**Written task**. Rescale the lines starting at the one containing "Draw the outline of every instance of the flag" and ending at the one containing "30 113 L 54", reproducing only those lines with the requests included. Multiply every coordinate in the answers by 1.9 and round each result to a whole number, rounding halves up.

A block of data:
>>>>>

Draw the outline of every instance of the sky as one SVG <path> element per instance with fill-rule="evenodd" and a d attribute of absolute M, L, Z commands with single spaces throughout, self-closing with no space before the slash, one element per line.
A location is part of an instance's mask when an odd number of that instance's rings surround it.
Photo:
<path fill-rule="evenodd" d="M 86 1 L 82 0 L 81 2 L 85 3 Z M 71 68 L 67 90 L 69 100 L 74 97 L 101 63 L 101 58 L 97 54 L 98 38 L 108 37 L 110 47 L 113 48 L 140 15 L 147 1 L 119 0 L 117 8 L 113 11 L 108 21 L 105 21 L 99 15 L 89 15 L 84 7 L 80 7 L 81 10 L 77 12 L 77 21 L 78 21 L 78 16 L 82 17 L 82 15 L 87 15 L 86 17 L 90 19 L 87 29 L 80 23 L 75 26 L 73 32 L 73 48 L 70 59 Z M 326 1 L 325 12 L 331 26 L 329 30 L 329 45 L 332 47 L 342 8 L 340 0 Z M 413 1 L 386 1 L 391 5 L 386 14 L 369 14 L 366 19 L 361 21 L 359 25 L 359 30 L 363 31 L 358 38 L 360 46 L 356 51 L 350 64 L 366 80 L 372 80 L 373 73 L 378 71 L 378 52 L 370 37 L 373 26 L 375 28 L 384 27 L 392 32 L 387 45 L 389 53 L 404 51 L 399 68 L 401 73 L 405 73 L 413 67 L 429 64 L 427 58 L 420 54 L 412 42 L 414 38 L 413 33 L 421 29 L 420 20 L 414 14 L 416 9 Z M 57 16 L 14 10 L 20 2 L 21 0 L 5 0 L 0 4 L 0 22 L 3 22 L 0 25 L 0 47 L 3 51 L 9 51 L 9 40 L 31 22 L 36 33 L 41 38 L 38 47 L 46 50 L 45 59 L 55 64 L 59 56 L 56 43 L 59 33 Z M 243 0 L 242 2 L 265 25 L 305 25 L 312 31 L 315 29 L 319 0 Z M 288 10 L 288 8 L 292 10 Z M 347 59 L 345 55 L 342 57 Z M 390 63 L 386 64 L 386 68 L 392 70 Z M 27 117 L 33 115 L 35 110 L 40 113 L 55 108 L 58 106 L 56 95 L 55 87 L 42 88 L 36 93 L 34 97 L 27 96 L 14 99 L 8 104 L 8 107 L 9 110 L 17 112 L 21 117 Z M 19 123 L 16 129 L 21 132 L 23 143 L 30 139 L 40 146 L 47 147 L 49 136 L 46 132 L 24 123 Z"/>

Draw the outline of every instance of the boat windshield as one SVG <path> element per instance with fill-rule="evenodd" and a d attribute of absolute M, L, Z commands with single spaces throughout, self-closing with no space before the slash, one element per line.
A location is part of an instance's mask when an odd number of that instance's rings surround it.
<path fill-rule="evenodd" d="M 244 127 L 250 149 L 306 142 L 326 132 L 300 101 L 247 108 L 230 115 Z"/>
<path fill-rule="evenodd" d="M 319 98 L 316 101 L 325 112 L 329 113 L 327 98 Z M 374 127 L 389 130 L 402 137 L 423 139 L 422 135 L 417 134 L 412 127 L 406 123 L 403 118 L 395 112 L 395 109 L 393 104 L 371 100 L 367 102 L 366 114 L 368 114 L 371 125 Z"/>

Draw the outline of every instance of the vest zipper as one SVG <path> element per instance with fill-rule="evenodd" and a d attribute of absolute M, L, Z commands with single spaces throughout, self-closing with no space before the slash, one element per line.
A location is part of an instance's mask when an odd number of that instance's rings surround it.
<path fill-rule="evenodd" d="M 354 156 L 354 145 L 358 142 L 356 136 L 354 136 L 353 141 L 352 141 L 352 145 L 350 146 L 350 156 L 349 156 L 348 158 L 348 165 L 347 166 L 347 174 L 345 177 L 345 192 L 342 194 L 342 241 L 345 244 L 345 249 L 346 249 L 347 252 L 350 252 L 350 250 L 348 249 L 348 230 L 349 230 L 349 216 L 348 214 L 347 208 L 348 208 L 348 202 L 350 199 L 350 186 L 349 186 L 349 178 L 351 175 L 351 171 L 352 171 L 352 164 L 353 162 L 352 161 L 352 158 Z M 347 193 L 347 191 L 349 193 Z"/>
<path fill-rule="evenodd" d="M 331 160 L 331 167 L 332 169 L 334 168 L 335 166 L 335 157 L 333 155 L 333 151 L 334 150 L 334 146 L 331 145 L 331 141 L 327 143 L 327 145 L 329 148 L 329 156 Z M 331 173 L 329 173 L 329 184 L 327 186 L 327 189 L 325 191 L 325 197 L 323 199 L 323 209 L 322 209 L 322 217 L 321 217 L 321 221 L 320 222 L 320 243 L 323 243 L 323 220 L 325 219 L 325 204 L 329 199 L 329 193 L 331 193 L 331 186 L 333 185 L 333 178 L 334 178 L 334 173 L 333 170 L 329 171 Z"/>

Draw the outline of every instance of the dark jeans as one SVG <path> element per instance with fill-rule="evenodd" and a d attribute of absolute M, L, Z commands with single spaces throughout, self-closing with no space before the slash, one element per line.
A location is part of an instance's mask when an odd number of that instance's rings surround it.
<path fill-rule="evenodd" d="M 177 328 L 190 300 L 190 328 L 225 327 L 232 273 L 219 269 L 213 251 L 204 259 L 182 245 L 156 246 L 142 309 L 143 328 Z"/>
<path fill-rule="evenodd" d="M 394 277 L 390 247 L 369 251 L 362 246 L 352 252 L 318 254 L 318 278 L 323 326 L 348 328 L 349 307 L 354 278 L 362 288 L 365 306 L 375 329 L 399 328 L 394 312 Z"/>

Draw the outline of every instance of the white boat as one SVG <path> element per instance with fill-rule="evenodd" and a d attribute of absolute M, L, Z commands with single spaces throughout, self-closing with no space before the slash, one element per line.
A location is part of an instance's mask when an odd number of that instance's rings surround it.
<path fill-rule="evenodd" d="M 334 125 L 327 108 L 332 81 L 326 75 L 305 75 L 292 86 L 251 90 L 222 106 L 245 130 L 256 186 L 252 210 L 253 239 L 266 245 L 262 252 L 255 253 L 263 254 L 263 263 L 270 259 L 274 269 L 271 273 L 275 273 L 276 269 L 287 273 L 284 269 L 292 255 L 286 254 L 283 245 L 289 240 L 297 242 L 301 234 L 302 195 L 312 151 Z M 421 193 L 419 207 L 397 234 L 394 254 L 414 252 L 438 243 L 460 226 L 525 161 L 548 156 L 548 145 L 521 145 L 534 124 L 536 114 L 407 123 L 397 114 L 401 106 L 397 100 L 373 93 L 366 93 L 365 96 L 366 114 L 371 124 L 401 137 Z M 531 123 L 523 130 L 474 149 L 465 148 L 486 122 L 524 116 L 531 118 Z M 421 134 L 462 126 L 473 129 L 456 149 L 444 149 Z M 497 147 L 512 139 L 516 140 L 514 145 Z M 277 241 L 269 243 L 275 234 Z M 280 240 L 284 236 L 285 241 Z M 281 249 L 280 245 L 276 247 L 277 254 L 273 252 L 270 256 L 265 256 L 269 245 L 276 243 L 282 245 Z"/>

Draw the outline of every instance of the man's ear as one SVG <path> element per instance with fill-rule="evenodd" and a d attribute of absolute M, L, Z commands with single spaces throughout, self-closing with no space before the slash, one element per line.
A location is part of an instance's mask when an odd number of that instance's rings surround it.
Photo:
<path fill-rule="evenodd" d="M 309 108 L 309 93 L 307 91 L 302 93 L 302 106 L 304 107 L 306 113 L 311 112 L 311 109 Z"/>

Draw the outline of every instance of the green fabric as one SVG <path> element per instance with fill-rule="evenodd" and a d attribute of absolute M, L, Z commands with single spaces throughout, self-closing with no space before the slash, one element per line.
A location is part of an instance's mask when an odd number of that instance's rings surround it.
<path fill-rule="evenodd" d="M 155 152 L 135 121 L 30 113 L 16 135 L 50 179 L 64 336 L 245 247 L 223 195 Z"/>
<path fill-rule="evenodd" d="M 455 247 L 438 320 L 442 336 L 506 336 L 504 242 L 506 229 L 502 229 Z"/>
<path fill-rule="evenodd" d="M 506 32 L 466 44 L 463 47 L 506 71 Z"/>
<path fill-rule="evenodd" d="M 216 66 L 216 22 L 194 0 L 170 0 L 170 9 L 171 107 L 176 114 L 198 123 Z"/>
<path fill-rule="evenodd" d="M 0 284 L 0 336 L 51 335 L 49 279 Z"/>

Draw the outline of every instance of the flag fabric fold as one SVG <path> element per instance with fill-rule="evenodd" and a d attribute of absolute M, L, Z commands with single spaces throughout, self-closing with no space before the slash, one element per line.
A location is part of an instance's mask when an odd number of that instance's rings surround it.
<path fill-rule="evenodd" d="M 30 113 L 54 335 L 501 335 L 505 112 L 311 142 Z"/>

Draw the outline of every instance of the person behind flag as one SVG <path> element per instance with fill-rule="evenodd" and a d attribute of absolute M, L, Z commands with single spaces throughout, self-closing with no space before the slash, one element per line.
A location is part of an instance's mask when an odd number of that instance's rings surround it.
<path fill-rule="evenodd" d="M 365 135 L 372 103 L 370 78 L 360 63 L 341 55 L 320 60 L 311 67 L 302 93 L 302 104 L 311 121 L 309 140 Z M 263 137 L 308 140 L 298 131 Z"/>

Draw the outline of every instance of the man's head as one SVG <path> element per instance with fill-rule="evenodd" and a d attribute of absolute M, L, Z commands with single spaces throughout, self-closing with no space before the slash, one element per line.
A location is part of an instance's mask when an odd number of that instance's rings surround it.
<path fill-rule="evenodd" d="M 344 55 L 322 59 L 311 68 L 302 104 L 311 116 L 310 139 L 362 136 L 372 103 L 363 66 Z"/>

<<<<<

**The output**.
Draw the outline of every instance of the flag fabric fold as one SVG <path> element per instance with fill-rule="evenodd" and a d attribute of absolute M, L, Z commands with single spaces throughout, self-closing with no space before the slash, one element per line.
A location is part of an instance's mask when an odd number of that instance's rings surround it.
<path fill-rule="evenodd" d="M 57 215 L 103 637 L 952 637 L 960 213 L 591 270 Z"/>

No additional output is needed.